DATA PROVIDED section start
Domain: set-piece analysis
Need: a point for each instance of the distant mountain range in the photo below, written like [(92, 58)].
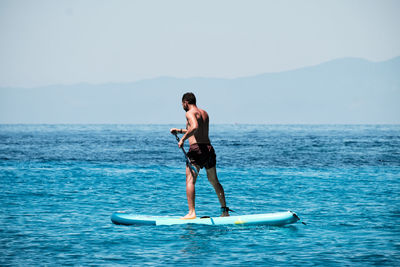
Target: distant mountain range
[(341, 91)]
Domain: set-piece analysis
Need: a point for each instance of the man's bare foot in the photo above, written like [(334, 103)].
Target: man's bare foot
[(189, 216), (225, 211)]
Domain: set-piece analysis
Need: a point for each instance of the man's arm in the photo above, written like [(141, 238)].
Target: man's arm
[(193, 125)]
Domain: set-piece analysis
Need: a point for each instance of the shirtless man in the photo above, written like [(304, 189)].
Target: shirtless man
[(201, 153)]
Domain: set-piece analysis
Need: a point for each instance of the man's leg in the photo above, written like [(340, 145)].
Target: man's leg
[(190, 191), (213, 179)]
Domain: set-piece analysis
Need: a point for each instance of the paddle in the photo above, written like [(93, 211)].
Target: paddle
[(187, 158)]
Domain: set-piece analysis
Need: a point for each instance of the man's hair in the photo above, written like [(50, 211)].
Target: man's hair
[(190, 98)]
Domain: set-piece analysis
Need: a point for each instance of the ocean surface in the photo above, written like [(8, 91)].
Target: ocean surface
[(61, 183)]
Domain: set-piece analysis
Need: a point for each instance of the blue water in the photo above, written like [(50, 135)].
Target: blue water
[(60, 184)]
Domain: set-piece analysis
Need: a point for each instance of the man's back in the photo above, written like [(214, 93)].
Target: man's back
[(201, 135)]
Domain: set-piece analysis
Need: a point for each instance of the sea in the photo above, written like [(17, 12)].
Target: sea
[(61, 183)]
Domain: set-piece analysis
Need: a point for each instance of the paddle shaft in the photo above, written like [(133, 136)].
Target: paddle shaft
[(187, 158)]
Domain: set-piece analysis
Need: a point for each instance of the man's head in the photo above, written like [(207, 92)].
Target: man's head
[(188, 99)]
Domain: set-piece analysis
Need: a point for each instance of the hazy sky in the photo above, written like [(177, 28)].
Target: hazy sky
[(67, 42)]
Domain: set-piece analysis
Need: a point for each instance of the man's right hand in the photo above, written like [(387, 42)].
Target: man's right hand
[(174, 130)]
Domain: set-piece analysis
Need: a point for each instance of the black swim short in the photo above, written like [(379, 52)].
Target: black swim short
[(202, 155)]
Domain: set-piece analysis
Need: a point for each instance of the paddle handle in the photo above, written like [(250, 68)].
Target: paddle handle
[(187, 158)]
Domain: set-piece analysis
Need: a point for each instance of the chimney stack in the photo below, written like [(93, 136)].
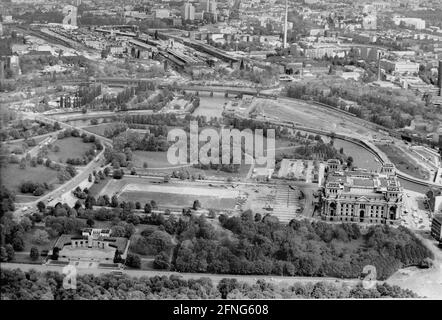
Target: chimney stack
[(285, 25)]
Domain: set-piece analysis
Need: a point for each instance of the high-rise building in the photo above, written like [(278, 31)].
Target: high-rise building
[(439, 78), (188, 12)]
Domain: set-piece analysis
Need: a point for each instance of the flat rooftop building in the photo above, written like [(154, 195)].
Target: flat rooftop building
[(361, 196)]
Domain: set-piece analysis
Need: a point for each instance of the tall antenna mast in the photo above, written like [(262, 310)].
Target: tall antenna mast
[(285, 25)]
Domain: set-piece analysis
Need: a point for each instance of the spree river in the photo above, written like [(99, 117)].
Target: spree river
[(366, 160)]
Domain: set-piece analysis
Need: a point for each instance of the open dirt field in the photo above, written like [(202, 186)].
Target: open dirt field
[(176, 195), (404, 162), (69, 148), (312, 116), (11, 176)]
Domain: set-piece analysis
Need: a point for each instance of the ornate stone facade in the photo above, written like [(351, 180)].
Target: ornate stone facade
[(360, 196)]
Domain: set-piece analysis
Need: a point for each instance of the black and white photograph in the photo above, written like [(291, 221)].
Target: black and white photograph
[(238, 153)]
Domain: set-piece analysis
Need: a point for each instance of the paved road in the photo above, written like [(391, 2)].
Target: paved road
[(214, 277)]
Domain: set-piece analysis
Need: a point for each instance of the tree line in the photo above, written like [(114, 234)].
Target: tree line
[(33, 285)]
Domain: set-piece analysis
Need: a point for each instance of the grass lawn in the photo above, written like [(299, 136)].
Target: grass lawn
[(12, 176), (403, 162), (69, 148), (27, 237), (96, 188), (157, 163), (100, 128), (179, 196)]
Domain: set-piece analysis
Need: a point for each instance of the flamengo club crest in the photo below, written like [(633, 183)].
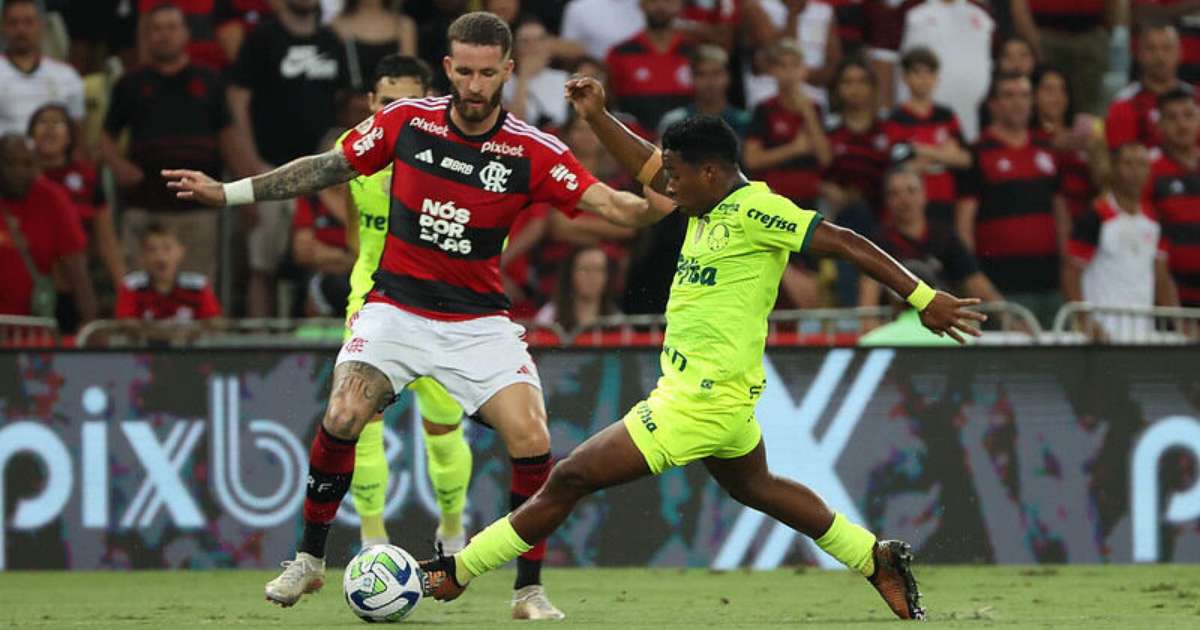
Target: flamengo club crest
[(495, 177)]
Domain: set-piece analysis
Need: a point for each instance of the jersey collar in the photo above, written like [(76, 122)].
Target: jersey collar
[(478, 137)]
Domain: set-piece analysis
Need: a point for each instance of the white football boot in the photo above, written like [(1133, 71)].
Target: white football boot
[(531, 603), (301, 576)]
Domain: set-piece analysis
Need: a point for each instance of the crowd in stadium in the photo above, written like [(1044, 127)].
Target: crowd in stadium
[(1036, 151)]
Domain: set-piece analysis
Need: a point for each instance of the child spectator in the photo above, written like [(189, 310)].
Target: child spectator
[(925, 135), (1116, 256), (162, 292), (786, 145)]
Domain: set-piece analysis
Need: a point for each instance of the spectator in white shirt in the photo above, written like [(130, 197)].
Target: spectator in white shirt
[(1117, 255), (960, 34), (535, 95), (30, 79), (600, 24)]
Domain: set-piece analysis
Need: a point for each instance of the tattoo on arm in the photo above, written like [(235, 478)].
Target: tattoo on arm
[(357, 379), (304, 175)]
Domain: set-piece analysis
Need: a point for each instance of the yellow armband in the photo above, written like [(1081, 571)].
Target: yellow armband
[(921, 297)]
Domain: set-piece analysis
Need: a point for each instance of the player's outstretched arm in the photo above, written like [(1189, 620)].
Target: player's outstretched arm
[(300, 177), (940, 311), (624, 208), (586, 94)]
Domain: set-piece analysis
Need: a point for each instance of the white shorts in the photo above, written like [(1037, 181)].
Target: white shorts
[(472, 359)]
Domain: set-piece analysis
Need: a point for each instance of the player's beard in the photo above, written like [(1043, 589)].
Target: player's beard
[(474, 115)]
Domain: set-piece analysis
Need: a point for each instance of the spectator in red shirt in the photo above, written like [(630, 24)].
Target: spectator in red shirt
[(1183, 15), (858, 141), (54, 142), (651, 73), (163, 293), (1074, 136), (585, 292), (925, 136), (1133, 115), (318, 245), (1116, 253), (786, 144), (1175, 190), (1011, 215), (39, 229)]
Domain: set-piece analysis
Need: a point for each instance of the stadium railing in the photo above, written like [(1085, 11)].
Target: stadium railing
[(18, 331), (1086, 323), (1011, 324)]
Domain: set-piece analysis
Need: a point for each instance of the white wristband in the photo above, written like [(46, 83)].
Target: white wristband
[(240, 192)]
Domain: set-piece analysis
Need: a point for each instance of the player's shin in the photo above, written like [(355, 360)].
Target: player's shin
[(528, 475), (330, 467), (370, 484), (850, 544), (449, 463), (493, 547)]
DATA PROVIDED section end
TASK DESCRIPTION
Filter the records above and copy every line that contains the word "below".

ANSWER TO THIS EXERCISE
Need: a point for each instance of the distant mountain range in the photo below, written like [(92, 58)].
Need: a point for each instance of the chimney stack in the photo below, written like [(93, 136)].
Need: a point for each instance of the flamengo club crest in the photo below, written like [(633, 183)].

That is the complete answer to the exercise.